- **Exercise details**
In the records below, please retype word for word every line from the one containing "Reviewer note: confirm that every instance of the whole" through the final one, both included, and nothing else.
===== Dataset records
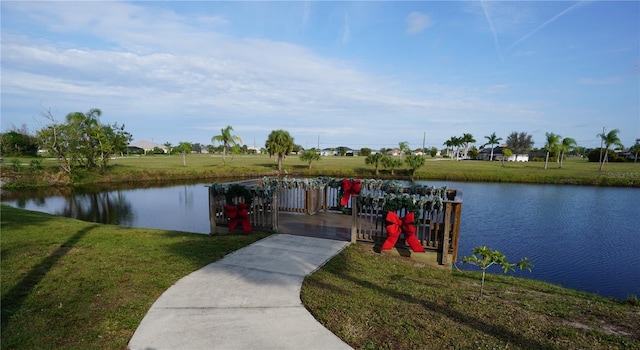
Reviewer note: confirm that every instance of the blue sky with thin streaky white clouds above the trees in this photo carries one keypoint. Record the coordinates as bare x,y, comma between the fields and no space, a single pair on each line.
357,74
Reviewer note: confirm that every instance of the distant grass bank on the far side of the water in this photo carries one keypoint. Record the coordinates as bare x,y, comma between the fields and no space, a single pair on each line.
204,167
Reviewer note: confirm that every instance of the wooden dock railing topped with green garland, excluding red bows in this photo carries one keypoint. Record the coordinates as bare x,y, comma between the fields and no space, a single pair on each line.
437,210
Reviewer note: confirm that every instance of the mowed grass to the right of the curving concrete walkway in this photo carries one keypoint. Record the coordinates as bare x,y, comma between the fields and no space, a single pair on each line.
379,301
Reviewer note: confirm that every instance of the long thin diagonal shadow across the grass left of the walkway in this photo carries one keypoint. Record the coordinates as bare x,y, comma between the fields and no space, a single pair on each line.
13,300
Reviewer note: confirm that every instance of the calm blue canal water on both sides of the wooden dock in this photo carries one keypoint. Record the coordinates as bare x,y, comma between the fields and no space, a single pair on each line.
585,238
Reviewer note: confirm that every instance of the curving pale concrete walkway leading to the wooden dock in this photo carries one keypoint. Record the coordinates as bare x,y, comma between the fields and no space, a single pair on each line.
250,299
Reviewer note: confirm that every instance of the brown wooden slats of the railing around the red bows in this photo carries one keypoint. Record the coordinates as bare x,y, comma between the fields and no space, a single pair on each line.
437,230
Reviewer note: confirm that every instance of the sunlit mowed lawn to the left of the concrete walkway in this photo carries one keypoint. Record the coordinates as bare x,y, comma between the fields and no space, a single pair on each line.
69,284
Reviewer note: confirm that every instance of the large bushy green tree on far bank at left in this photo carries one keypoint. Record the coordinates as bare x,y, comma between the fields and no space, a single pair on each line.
82,140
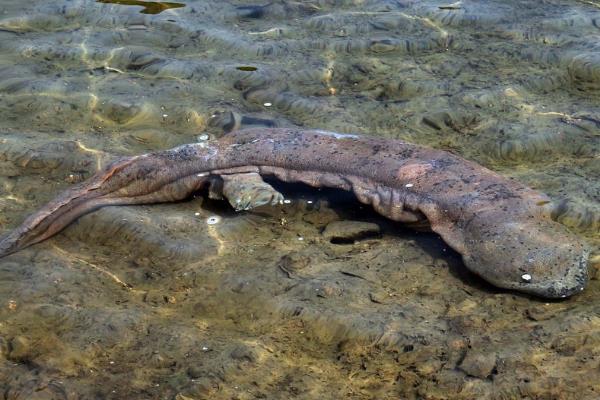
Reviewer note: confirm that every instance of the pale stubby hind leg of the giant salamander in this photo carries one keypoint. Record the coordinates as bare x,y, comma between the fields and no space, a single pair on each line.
245,191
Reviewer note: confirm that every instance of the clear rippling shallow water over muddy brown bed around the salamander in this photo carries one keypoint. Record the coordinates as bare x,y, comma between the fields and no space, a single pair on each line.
154,302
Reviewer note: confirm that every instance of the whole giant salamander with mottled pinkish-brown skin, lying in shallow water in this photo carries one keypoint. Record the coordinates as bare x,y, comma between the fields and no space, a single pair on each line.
502,229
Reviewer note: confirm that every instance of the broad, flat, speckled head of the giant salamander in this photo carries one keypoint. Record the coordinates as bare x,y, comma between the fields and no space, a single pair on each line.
539,257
==========
- **Exercise result**
Reviewer note: confirm that every instance of the whole giant salamander with mottled pinkish-brown skin, lying in shallow water in this photo carries one keypoint. Record the coordinates as bare x,y, comma between the fields and no space, a single pair on each line.
502,229
Reviewer note: confirm that every instance of the broad, flat, speckled head of the giant salamander in this photo carries one keypoint. Record the coordinates as bare x,y, comma between the fields and no space, a single pair on each line.
539,257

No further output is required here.